*** Text to read

3.2 Integral Distinguisher Construction

The traditional integral distinguisher construction, as shown in Sect. 2.2, only focuses on the upper-bound of the degree. Here we further pay attention to the terms occurring in the algebraic expression and then propose a searching algorithm.

We assume that \(x_0^0, x_1^0, \cdots , x_{d - 1}^0\) are chosen as d variables from l plaintext bits. The j-th bit of the state after i encryption rounds, \(x_j^i\), is uniquely represented as a polynomial on these variables with coefficients in \(F_2\), i.e.,

$$\begin{aligned} x_j^i = \mathop \bigoplus \limits _{\Gamma \in \mathcal {S}(\mathcal {D})} {\rho _\Gamma }(k,c)\left( {\prod \limits _{t \in \Gamma } {x_t^0} } \right) , \end{aligned}$$
(4)

******
*** Data shown

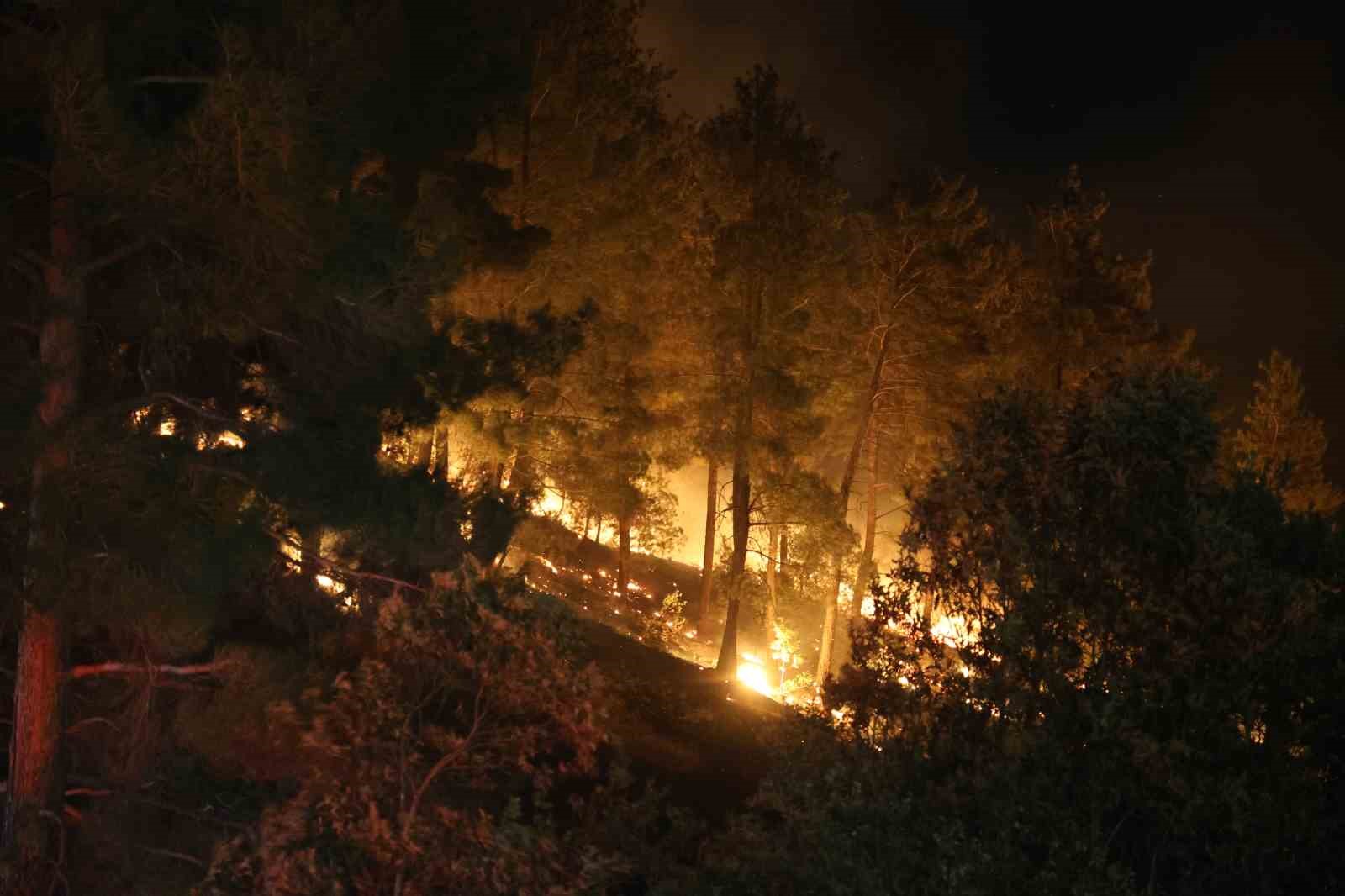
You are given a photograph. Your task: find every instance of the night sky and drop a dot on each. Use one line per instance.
(1219, 141)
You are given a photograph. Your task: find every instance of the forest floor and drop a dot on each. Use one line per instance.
(672, 723)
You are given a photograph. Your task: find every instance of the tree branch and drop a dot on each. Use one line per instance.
(147, 669)
(148, 80)
(26, 166)
(112, 257)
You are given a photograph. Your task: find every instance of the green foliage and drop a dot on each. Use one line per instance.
(432, 767)
(1143, 707)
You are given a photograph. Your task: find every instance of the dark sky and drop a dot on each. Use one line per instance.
(1219, 140)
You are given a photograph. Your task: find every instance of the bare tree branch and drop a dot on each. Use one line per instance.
(24, 166)
(147, 669)
(148, 80)
(112, 257)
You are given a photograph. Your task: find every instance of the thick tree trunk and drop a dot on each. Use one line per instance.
(773, 582)
(33, 811)
(712, 497)
(623, 555)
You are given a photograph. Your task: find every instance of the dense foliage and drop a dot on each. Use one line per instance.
(1150, 701)
(313, 304)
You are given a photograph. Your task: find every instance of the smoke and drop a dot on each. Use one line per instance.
(878, 81)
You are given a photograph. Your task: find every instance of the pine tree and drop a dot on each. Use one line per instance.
(1282, 444)
(232, 324)
(771, 213)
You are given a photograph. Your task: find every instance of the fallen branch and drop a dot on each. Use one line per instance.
(345, 572)
(168, 853)
(145, 669)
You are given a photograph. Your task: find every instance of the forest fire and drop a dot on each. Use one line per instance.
(755, 676)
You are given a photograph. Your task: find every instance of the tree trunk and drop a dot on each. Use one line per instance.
(773, 582)
(829, 625)
(728, 661)
(623, 555)
(33, 811)
(852, 466)
(871, 530)
(712, 497)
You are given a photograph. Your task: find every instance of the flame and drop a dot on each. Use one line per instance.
(755, 677)
(954, 630)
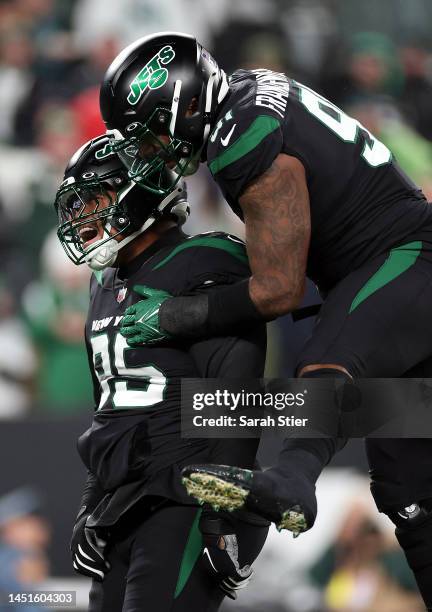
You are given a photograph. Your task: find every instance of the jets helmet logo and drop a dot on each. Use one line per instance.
(153, 75)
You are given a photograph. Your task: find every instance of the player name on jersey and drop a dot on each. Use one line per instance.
(272, 90)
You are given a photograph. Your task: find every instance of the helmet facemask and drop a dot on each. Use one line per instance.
(147, 148)
(90, 209)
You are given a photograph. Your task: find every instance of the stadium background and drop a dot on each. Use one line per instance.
(374, 59)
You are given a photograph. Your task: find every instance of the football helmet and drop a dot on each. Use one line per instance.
(158, 100)
(100, 210)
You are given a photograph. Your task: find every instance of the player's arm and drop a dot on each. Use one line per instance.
(271, 190)
(277, 217)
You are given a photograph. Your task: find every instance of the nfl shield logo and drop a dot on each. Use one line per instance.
(121, 295)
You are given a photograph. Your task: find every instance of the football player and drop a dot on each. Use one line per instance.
(138, 535)
(320, 196)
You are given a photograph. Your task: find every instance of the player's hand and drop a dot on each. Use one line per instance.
(221, 556)
(140, 325)
(88, 551)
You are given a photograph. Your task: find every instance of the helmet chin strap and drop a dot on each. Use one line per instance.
(104, 252)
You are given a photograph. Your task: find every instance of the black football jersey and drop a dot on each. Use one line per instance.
(361, 202)
(135, 433)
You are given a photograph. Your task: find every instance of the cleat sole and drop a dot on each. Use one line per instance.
(292, 521)
(219, 494)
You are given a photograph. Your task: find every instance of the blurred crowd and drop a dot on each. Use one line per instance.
(53, 54)
(374, 59)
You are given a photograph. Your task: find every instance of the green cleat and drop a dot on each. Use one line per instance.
(230, 488)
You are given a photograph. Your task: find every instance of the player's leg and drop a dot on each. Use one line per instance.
(374, 323)
(107, 596)
(401, 473)
(401, 485)
(230, 546)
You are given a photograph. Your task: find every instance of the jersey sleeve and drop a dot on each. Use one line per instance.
(243, 148)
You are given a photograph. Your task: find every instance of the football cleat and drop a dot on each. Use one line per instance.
(231, 488)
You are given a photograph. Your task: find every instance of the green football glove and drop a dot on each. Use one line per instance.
(140, 325)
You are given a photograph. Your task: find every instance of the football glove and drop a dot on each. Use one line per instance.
(88, 549)
(221, 557)
(140, 325)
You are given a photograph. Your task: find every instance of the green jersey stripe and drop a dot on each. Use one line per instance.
(256, 132)
(398, 261)
(236, 249)
(190, 555)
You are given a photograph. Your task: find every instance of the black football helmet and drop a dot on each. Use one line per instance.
(158, 100)
(100, 209)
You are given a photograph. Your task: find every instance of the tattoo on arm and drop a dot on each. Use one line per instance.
(277, 218)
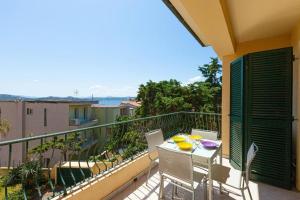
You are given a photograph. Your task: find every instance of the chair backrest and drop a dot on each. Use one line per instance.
(250, 157)
(206, 134)
(154, 138)
(175, 164)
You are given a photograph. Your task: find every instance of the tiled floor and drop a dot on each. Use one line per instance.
(138, 190)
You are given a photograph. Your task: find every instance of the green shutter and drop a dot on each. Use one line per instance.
(269, 114)
(236, 113)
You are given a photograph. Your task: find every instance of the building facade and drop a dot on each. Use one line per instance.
(33, 118)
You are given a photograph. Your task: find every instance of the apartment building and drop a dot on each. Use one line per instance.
(37, 117)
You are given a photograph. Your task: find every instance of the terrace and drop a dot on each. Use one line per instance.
(260, 97)
(106, 170)
(68, 161)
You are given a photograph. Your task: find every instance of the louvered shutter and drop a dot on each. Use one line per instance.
(236, 113)
(269, 114)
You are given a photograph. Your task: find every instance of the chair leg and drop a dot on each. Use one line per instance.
(161, 187)
(243, 194)
(249, 192)
(173, 191)
(149, 171)
(205, 189)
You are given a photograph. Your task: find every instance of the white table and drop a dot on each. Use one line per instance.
(201, 155)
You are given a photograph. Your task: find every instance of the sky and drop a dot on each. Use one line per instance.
(99, 47)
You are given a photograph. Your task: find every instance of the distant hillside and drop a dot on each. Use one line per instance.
(8, 97)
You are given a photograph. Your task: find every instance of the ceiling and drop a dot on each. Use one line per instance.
(258, 19)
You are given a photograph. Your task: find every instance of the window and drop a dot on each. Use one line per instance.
(76, 113)
(45, 116)
(29, 111)
(85, 113)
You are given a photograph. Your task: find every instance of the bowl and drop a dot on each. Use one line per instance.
(185, 146)
(178, 139)
(195, 137)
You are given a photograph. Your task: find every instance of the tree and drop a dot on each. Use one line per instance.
(162, 97)
(212, 72)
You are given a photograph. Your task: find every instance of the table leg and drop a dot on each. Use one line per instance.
(210, 182)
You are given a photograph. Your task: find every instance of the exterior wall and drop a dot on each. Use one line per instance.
(80, 112)
(106, 115)
(242, 49)
(13, 113)
(26, 125)
(261, 45)
(103, 187)
(295, 40)
(57, 118)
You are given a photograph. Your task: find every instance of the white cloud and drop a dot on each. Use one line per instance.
(104, 90)
(194, 79)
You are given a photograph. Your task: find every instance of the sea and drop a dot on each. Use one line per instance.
(112, 101)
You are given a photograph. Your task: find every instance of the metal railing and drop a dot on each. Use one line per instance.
(50, 165)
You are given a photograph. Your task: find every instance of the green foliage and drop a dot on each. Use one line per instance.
(171, 96)
(212, 72)
(28, 174)
(71, 144)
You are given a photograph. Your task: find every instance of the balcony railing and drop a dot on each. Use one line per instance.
(50, 165)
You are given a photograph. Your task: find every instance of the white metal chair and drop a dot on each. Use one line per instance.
(178, 168)
(235, 178)
(206, 134)
(153, 138)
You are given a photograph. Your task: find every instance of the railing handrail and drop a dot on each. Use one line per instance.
(48, 135)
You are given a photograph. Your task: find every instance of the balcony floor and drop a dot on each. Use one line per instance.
(139, 191)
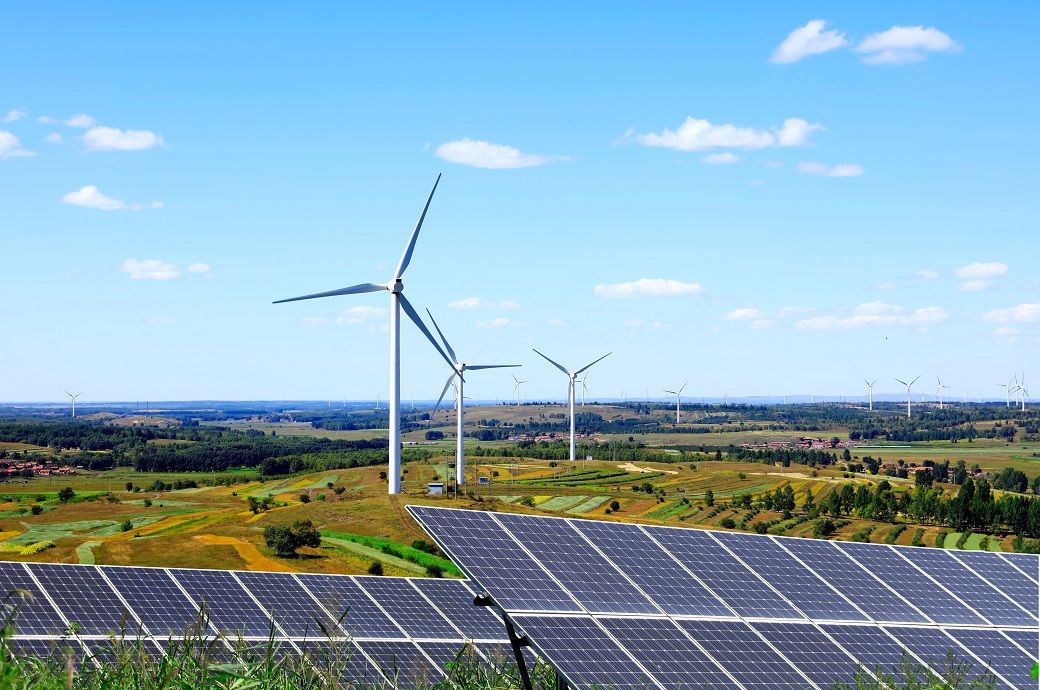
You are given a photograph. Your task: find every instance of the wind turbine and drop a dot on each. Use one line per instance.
(938, 391)
(908, 391)
(73, 402)
(571, 376)
(397, 302)
(676, 393)
(458, 372)
(516, 388)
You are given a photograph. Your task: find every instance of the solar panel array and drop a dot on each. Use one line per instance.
(400, 631)
(628, 606)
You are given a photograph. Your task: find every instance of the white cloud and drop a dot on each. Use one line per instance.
(490, 156)
(109, 138)
(905, 44)
(649, 287)
(721, 158)
(1021, 313)
(697, 134)
(812, 39)
(150, 270)
(91, 197)
(840, 170)
(744, 313)
(10, 147)
(876, 313)
(360, 314)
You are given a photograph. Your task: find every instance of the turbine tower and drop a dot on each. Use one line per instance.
(869, 390)
(571, 376)
(458, 372)
(78, 394)
(676, 393)
(397, 302)
(908, 391)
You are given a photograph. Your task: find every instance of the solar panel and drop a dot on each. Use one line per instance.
(409, 609)
(799, 585)
(570, 558)
(887, 565)
(490, 556)
(973, 590)
(85, 599)
(668, 654)
(296, 612)
(869, 594)
(728, 578)
(229, 607)
(476, 622)
(586, 655)
(666, 582)
(23, 596)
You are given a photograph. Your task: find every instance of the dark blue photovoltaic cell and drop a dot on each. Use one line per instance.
(344, 601)
(409, 609)
(1004, 576)
(730, 580)
(992, 648)
(854, 582)
(975, 591)
(85, 598)
(872, 646)
(34, 613)
(885, 563)
(745, 655)
(456, 602)
(587, 657)
(798, 584)
(229, 607)
(403, 663)
(157, 601)
(668, 654)
(294, 610)
(671, 586)
(489, 555)
(571, 559)
(811, 652)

******

* [To be done]: Could you continue the passage on integral distinguisher construction, starting after equation (4)?

* [Answer for the task]:
where \(\mathcal {S}(\mathcal {D})\) denotes a subset of the power set of \(\mathcal {D}=\{0,1,\cdots ,d-1\}\), k denotes the key, c is the constant in plaintext, and \({\rho _\Gamma }(k,c)\) either takes value 1 or else depends on k and c. The polynomial (hereinafter referred to as the “\(Poly(x_j^i)\)”) can be deduced from the coordinate functions of the round function by recursion, however, it is a tedious procedure since k is unknown. Therefore, we consider a collection of several monomials instead, denoted by \(\varOmega (x_j^i)\), which contains every term in \(Poly(x_j^i)\) no matter which values k and c take. Thus if the highest order term \(x_{d - 1}^0 \cdots x_1^0x_0^0\) does not occur in \(\varOmega (x_j^i)\), it certainly has \(\deg (x_j^i)<d\). The challenge is how to estimate the set \(\varOmega (x_j^i)\) as small as possible. We realize it by a straightforward method as follows.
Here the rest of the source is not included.